── Page ──

Even after 40 years, Abba Eban’s great fraud defines the official version of the 1967 War |
Canadian Arab News
June 7, 2007
Some people make history; some people invent it. Abba Eban falls into the latter category. As Israel’s foreign minister at the time of the 1967 War, Eban delivered a speech to the Security Council that must rank as the most erudite, sophisticated fraud ever heard by the world body.
He did nothing less than invent for our consumption the twin myths of Egyptian aggression and Israeli self-defence, all the while intoning the requisite verities of peace and international law. Eban stood history on its head and the non-Arab world was only too willing to embrace his dissembling and deceit.
Eban was an easy man to like, respect and believe, because he was cultured and thoroughly Western. He was one of us. Born Aubrey Solomon Meir, in Cape Town, South Africa, in 1915 Eban was educated in Britain and spent much of his adult life in politics. Among his numerous accomplishments are:
• Israel’s first permanent delegate to the United Nations (1949-1959);
• Ambassador to the United States (1950-1959); and
• Israeli foreign minister (1966-1974).
Compared to the brutal gangsterism of Begin, Sharon, Shamir, Olmert, and Netanyahu, Eban stands like a colossus of conspicuous decency. Unfortunately, the comparison is purely relative. For all of his dovishness and diplomatic acumen Eban was still a zionist, and therefore an apologist for aggression and a spokesman for an outlaw state.
Born Aubrey Soloman Meir in Cape Town, South Africa, in 1915, “Abba Eban” would earn a reputation as Israel’s most respected diplomat and statesman. Yet this British-educated gentleman would also set down the false history of the 1967 War that made Israeli aggression seem justifiable. Eban’s dissembling speech to the Security Council on June 6, 1967, was a masterpiece of rhetorical fraud that established the twin myths of Israeli vulnerability and Arab provocation. So convincing was the speech that its message is still invoked today to rationalize the Occupation and justify the creeping theft of Palestine. |
As the world marks the 40th anniversary of the 1967 War, Eban’s looking-glass reality is given new life as the zionist media dutifully reinforce the founding myths of the war. Even today, with the benefit of the Internet and hindsight, those who point out the errors of fact and tendentious arguments in Eban’s speech stand little chance of a fair hearing, if they get a hearing at all.

───

**Given task**: Return the passage of the Abba Eban article word for word, from "He did nothing" to "dissembling and deceit.".

── Source data ──

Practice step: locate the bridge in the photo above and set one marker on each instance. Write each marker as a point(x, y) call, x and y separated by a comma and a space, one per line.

───

**Solution to the exercise**:
He did nothing less than invent for our consumption the twin myths of Egyptian aggression and Israeli self-defence, all the while intoning the requisite verities of peace and international law. Eban stood history on its head and the non-Arab world was only too willing to embrace his dissembling and deceit.